>> begin

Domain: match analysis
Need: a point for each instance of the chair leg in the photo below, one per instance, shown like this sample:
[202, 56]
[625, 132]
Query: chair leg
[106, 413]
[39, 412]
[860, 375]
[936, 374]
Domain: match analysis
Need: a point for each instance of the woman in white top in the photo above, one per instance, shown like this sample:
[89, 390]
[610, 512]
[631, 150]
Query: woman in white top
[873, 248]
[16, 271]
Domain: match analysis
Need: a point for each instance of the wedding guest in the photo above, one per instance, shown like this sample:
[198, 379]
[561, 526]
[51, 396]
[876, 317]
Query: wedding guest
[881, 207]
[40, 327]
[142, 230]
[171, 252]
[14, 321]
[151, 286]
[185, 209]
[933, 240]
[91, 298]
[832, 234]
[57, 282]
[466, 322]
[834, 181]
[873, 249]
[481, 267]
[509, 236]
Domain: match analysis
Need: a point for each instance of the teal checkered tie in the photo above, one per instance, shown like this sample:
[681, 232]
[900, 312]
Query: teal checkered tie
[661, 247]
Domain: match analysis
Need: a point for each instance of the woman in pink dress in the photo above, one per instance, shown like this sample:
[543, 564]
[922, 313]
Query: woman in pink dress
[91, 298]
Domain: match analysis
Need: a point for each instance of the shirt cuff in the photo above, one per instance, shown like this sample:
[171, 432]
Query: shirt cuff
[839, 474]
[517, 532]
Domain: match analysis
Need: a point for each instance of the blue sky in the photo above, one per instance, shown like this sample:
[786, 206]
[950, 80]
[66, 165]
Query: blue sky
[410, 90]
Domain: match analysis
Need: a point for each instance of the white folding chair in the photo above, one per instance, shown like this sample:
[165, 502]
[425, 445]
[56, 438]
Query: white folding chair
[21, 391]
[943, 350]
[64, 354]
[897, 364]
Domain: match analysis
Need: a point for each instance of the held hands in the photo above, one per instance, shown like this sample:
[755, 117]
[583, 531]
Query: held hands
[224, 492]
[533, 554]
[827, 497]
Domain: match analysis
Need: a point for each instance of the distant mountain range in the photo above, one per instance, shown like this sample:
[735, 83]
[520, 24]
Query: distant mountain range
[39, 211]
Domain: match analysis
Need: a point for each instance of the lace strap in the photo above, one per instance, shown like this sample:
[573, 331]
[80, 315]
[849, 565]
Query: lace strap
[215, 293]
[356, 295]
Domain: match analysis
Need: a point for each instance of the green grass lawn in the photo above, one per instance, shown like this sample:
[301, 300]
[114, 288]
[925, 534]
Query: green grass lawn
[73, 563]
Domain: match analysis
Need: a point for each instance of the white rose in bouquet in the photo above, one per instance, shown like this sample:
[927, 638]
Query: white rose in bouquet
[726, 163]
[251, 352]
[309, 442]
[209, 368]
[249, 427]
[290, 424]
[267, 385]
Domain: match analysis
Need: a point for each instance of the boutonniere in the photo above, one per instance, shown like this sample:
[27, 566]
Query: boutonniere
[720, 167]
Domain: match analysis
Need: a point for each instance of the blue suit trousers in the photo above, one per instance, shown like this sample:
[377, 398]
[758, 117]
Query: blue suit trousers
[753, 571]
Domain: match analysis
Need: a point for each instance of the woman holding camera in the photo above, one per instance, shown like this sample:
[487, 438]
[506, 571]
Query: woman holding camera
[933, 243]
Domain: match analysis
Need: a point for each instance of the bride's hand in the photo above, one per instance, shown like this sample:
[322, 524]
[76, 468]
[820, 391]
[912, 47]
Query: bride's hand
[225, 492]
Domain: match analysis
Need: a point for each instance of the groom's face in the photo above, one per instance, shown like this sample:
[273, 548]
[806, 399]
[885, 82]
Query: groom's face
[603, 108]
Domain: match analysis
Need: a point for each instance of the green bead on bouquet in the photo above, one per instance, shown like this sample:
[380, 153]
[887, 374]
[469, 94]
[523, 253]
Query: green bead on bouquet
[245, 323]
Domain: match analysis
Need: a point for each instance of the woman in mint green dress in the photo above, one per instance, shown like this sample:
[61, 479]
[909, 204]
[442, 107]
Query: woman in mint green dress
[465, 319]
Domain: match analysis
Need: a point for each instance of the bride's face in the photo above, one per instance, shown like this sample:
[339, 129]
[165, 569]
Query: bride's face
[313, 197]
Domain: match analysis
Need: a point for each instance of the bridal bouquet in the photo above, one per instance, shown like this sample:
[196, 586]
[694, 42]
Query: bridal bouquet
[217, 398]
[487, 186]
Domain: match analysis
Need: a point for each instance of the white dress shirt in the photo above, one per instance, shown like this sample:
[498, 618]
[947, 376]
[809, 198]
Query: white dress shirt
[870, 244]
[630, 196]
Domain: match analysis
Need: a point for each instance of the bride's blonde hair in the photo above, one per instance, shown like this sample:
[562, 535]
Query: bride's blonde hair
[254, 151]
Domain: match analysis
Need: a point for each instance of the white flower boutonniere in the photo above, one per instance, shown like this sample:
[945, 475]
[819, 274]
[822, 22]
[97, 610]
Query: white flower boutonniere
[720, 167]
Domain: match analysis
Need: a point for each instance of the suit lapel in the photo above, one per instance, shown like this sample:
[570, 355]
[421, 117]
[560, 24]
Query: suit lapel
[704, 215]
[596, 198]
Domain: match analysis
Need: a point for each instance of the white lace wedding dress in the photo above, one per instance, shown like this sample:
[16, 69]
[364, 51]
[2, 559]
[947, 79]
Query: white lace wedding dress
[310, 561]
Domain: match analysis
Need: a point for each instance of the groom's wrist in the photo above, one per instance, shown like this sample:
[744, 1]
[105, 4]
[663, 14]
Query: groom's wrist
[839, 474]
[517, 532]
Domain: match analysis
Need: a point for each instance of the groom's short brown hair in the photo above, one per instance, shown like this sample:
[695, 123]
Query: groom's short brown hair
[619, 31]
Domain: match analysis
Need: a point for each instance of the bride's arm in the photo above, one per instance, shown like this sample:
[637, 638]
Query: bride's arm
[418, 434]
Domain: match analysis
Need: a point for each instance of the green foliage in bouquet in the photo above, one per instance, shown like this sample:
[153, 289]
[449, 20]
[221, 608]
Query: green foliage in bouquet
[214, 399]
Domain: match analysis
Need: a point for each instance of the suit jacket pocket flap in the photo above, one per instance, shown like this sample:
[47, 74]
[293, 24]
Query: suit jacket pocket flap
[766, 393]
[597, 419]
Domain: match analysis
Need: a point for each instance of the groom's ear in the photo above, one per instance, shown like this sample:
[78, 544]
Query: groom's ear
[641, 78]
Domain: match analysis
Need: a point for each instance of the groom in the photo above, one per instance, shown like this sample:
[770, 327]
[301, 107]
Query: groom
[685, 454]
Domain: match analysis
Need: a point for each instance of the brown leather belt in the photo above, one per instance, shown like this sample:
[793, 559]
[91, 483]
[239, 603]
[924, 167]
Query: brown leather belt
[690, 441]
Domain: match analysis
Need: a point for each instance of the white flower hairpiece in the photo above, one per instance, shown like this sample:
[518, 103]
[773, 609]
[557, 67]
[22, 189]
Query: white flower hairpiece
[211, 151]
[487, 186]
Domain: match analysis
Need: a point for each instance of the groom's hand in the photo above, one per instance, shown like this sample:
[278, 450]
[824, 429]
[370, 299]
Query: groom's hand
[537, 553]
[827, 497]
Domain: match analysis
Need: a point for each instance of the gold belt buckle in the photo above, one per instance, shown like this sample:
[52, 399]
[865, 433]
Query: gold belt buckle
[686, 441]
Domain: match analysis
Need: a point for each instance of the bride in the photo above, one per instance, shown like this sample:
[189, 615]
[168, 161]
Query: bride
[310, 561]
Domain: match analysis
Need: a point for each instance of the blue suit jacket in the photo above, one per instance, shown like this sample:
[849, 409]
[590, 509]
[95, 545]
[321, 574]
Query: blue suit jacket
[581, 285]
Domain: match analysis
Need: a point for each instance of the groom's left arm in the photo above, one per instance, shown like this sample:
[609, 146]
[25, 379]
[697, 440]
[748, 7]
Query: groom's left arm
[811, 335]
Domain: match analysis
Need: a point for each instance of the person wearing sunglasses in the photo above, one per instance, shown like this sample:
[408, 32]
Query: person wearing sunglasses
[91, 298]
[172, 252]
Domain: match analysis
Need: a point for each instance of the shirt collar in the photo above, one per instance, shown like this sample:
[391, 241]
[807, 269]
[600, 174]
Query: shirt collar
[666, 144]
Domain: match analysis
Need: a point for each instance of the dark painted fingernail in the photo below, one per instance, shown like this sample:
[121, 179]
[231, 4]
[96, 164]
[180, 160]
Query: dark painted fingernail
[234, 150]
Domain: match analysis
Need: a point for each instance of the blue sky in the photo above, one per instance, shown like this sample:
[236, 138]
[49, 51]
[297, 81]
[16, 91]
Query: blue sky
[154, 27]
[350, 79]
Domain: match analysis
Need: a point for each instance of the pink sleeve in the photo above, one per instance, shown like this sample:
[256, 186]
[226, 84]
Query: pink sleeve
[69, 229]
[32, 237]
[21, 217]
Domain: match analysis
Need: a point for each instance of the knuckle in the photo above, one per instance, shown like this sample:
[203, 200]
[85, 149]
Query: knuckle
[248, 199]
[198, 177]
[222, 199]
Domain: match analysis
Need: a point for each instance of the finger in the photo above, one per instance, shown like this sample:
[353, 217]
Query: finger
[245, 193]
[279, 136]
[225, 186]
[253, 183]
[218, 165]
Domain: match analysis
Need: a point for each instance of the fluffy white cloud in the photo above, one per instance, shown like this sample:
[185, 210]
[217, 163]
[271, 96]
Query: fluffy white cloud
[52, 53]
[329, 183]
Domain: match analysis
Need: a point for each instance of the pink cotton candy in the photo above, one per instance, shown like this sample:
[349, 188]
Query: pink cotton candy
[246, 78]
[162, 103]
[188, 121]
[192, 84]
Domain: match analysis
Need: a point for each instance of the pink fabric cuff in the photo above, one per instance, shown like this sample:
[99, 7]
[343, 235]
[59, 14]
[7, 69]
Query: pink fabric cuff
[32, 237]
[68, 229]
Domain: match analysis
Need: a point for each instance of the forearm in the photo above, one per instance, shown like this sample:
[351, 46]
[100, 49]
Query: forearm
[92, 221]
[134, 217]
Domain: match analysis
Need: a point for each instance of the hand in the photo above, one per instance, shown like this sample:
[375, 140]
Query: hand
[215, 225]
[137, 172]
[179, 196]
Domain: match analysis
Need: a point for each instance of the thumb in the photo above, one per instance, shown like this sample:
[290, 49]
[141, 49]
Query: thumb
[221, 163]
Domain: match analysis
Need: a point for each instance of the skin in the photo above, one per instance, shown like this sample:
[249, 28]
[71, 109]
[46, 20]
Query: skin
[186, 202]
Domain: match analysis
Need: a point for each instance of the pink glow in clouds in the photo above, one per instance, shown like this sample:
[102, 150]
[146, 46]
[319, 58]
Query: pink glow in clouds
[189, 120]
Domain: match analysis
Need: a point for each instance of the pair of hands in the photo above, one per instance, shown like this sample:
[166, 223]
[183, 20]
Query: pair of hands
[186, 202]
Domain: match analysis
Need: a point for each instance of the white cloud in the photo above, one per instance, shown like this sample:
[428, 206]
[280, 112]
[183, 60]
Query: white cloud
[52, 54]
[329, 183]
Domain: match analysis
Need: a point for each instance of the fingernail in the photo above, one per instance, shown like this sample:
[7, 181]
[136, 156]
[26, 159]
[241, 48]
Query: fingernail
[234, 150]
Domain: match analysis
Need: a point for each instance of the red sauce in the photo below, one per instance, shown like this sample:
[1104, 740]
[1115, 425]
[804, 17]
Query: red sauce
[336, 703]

>> end

• [WHAT YOU SHOULD DO]
Pull out every line of the records above that contains the string "bridal", matching case exactly.

• [SOLVED PROBLEM]
Need: a point for each instance of the bridal bouquet in the photo above, one per instance, shown like this sample:
Query: bridal bouquet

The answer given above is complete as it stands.